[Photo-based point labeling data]
+ + + + + + +

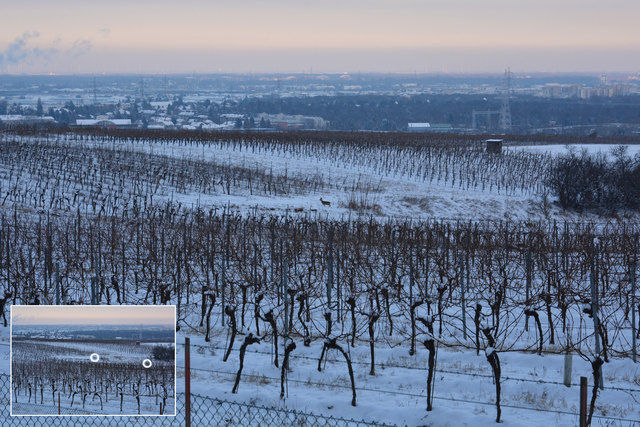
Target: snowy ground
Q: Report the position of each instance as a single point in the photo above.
(532, 394)
(106, 404)
(390, 195)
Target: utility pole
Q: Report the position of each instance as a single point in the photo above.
(505, 110)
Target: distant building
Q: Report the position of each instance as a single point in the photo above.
(419, 127)
(494, 146)
(10, 121)
(105, 123)
(428, 127)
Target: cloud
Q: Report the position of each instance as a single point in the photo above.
(18, 52)
(80, 47)
(21, 53)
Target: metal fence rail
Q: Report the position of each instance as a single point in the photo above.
(205, 411)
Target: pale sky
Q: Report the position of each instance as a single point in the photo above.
(92, 315)
(203, 36)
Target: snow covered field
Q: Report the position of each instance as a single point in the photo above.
(372, 185)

+ + + + + + +

◆ What is being asked:
Rewrite every line of the records above, omitting the pictures. Multiply each point coordinate by 0.35 and round it to a whole number, with halves rounded up.

◆ Written answer:
Target: snowy ground
Q: Report the position of each instance as a single point in the photo above.
(186, 138)
(37, 141)
(137, 68)
Target: utility pole
Q: Report the position of each instance as a single point in the photo above.
(177, 39)
Target: distant building
Q: Report the position of each instance as a single point in the photo above.
(147, 44)
(173, 51)
(4, 42)
(37, 43)
(150, 44)
Target: cloud
Q: Report the position of each instance as a single point in the photo above.
(6, 18)
(28, 16)
(7, 19)
Target: metal fence rail
Q: Report the position of each instance as a single point in the photo above.
(72, 144)
Target: pale sky
Q: Report the position of each instance as a single point in the photo above.
(32, 110)
(71, 13)
Target: snow covered field
Q: Report the position of each instance as a single point in the photo above.
(130, 65)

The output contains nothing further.